- What is being asked: Please extract every record below and reproduce each one without any change.

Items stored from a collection
════════════════

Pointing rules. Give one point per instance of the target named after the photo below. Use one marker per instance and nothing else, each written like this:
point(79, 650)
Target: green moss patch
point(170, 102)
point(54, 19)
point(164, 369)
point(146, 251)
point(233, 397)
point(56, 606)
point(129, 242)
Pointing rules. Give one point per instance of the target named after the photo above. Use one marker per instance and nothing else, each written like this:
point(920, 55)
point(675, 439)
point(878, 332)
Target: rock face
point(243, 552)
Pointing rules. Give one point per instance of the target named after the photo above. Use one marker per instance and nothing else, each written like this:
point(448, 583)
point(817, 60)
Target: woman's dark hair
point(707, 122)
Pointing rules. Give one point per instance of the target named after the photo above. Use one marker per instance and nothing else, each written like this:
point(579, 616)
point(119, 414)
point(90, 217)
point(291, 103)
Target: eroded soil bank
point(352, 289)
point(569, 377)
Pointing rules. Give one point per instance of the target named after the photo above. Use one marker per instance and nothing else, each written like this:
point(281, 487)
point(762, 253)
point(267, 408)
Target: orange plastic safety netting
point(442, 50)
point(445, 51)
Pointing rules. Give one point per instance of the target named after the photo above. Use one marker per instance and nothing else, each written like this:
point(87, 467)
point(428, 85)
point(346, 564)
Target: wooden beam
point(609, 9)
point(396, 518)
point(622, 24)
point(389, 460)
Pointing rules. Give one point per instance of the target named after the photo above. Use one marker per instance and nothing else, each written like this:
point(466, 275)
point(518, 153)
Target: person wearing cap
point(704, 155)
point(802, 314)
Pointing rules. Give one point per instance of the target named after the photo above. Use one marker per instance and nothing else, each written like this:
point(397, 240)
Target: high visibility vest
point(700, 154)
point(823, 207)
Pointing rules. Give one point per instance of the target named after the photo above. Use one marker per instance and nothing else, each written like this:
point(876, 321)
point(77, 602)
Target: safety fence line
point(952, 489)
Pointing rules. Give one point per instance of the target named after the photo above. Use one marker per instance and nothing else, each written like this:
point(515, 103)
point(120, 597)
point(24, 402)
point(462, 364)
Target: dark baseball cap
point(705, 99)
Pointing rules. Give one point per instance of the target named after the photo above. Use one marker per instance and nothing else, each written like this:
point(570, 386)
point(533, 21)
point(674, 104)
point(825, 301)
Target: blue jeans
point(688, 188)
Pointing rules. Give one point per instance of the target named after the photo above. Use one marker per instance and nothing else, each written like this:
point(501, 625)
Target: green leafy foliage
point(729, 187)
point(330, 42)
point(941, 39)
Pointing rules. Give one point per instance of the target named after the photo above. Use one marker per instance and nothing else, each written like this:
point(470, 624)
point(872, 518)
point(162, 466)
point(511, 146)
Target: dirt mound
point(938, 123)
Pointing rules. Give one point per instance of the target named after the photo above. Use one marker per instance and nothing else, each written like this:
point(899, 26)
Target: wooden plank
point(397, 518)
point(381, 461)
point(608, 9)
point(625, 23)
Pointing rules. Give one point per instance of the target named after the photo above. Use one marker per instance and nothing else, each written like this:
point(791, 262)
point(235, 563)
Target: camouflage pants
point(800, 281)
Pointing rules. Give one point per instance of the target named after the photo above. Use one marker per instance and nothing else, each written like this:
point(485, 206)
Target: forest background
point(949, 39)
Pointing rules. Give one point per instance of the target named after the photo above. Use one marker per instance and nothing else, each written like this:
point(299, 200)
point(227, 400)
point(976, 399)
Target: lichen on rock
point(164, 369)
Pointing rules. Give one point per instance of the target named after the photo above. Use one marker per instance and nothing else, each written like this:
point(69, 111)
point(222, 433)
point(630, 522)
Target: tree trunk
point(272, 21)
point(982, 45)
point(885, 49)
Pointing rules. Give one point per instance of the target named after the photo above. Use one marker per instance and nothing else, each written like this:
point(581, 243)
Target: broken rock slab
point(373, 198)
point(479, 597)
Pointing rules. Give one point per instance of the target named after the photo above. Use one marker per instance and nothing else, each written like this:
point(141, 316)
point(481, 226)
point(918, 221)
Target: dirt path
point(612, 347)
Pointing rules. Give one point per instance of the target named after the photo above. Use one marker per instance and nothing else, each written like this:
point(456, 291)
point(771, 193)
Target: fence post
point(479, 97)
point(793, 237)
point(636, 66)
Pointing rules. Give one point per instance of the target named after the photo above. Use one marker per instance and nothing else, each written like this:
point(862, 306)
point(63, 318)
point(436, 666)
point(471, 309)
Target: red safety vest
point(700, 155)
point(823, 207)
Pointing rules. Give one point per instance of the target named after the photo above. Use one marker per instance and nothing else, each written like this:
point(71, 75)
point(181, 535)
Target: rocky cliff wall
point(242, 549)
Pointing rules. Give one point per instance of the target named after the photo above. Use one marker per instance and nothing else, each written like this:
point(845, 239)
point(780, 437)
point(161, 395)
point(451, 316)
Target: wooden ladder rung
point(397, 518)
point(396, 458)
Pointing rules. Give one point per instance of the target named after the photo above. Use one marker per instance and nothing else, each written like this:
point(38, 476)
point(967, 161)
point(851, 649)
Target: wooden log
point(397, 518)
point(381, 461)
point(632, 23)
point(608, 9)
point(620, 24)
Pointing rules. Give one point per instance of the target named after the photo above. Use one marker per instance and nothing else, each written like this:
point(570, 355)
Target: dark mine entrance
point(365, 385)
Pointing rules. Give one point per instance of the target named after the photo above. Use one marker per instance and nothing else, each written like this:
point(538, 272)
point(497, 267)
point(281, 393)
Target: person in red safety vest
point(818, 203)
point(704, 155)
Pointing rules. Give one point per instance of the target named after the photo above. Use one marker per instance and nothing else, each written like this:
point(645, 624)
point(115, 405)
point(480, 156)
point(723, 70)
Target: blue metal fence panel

════════════════

- Worked answer:
Pointing rules. Give one point per instance of the target named after the photo below. Use one marker per instance and nothing else, each written like this:
point(79, 650)
Target: green moss patch
point(170, 102)
point(54, 19)
point(164, 369)
point(146, 251)
point(233, 397)
point(56, 606)
point(129, 242)
Pointing rules. Give one point per instance of the target named after the photo above. Use one marker per instance and nothing else, each written like this:
point(920, 55)
point(675, 439)
point(878, 332)
Target: rock face
point(243, 552)
Pointing rules. Give one point per instance of the target named after the photo above. Use one marker per instance and nothing else, each written like this:
point(448, 583)
point(817, 60)
Target: woman's dark hair
point(707, 122)
Pointing rules. Give one point per instance of the target named after the photo above. Use one marker per instance and nothing else, each written like this:
point(579, 616)
point(119, 414)
point(90, 217)
point(291, 103)
Target: eroded soil bank
point(352, 289)
point(569, 377)
Pointing rules. Give one point per instance of the target named after the photo above. Use one marker per instance and nothing else, each written like this:
point(281, 487)
point(762, 253)
point(267, 408)
Target: orange plastic safety netting
point(442, 50)
point(445, 51)
Pointing rules. Give one point per instance of the target named after the photo above. Use one marker per instance and nothing else, each written like this:
point(87, 467)
point(428, 85)
point(346, 564)
Target: wooden beam
point(609, 9)
point(396, 518)
point(622, 24)
point(389, 460)
Pointing rules. Give one point per instance of the target named after the photo above. Use one marker per instance and nothing else, each written like this:
point(466, 275)
point(518, 153)
Target: person wearing cap
point(704, 155)
point(802, 314)
Pointing rules. Give one point per instance of the target named after the photo above. Use one marker per instance and nothing else, each written like this:
point(397, 240)
Target: high visibility vest
point(700, 154)
point(823, 207)
Pointing rules. Give one point per instance of the target named after the photo above. Use one marker per instance and nothing else, each written like this:
point(876, 321)
point(77, 602)
Target: safety fence line
point(952, 489)
Pointing rules. Give one point per instance of the target named after the photo above. Use one marker per instance and nothing else, each written like this:
point(515, 103)
point(120, 597)
point(24, 402)
point(462, 364)
Target: dark baseball cap
point(705, 99)
Pointing rules. Give one point per instance of the target named after the photo above. Use one marker per instance and nothing else, each written like this:
point(570, 386)
point(533, 21)
point(674, 104)
point(825, 301)
Target: blue jeans
point(688, 188)
Pointing rules. Give one point per instance of the target named after the photo above. Use one marker per instance and nothing else, each written like this:
point(501, 625)
Target: green leafy foliage
point(729, 187)
point(330, 42)
point(941, 39)
Pointing rules. Give one point per instance of the target named after the photo above. Use one marker per instance and nothing else, each written like this:
point(470, 624)
point(872, 518)
point(162, 466)
point(511, 146)
Target: dirt mound
point(938, 123)
Pointing rules. Give one point per instance of the target named after the photo above. Use one marker per instance and nothing else, each written like this:
point(899, 26)
Target: wooden plank
point(397, 518)
point(381, 461)
point(608, 9)
point(625, 23)
Pointing rules. Give one point per instance of the target named after the photo above. Use one marker per instance and nothing else, each written like this:
point(791, 262)
point(235, 563)
Target: camouflage pants
point(800, 281)
Pointing rules. Give one point per instance of the target named after the photo above. Use one marker per instance and nothing else, each written like this:
point(485, 206)
Target: forest background
point(949, 39)
Pointing rules. Give one point per instance of the target named after the photo above. Use one marker per instance and nothing else, each written like this:
point(299, 200)
point(227, 400)
point(976, 399)
Target: lichen on rock
point(164, 369)
Pointing rules. Give one point per instance of the target named after the photo above. Use one marker per instance and nothing else, each written like this:
point(69, 111)
point(222, 433)
point(630, 522)
Target: tree trunk
point(272, 21)
point(982, 45)
point(885, 49)
Pointing rules. Give one point per instance of the target named after the photo above. Use one marker per instance and nothing else, each written like this:
point(581, 243)
Target: broken rock slab
point(373, 198)
point(479, 597)
Pointing rules. Give one point per instance of the target named after the photo above. Use one marker per instance and nothing else, each written like this:
point(141, 316)
point(481, 226)
point(918, 221)
Target: dirt path
point(612, 347)
Pointing rules. Give one point per instance of the target named after the photo above. Use one marker per instance and nothing else, each written like this:
point(456, 291)
point(771, 193)
Target: fence post
point(479, 97)
point(793, 237)
point(636, 66)
Pointing rules. Give one point per instance of the target named after the photo above. Use one marker per instance and nothing else, each written like this:
point(862, 306)
point(63, 318)
point(436, 666)
point(471, 309)
Target: red safety vest
point(700, 155)
point(823, 207)
Pointing rules. Give one point per instance of the target named after the photo above. Use one marker per instance and nothing else, each written like this:
point(71, 75)
point(181, 535)
Target: rocky cliff wall
point(242, 549)
Pointing rules. Give one point per instance of the target named after the photo above. Use one marker per instance and nothing else, each written like this:
point(845, 239)
point(780, 437)
point(161, 395)
point(451, 316)
Target: wooden ladder rung
point(397, 518)
point(396, 458)
Pointing rules. Give one point per instance of the target named after the photo above. Use one marker per instance and nothing else, each written like this:
point(38, 476)
point(967, 161)
point(851, 649)
Target: wooden log
point(397, 518)
point(381, 461)
point(632, 23)
point(608, 9)
point(620, 24)
Pointing rules. Give one point per instance of the target named after the photo above. Use one marker per instance and nothing else, each written like this:
point(570, 355)
Target: dark mine entrance
point(365, 385)
Pointing rules. Give one point per instance of the target named after the photo above. Use one marker per instance and nothing else, each written like this:
point(538, 272)
point(497, 267)
point(281, 393)
Target: person in red safety vest
point(818, 203)
point(704, 155)
Pointing rules. Give one point per instance of the target named after the photo above. Use one marker per instance and nothing else, each written like this:
point(645, 624)
point(115, 405)
point(480, 156)
point(723, 70)
Target: blue metal fence panel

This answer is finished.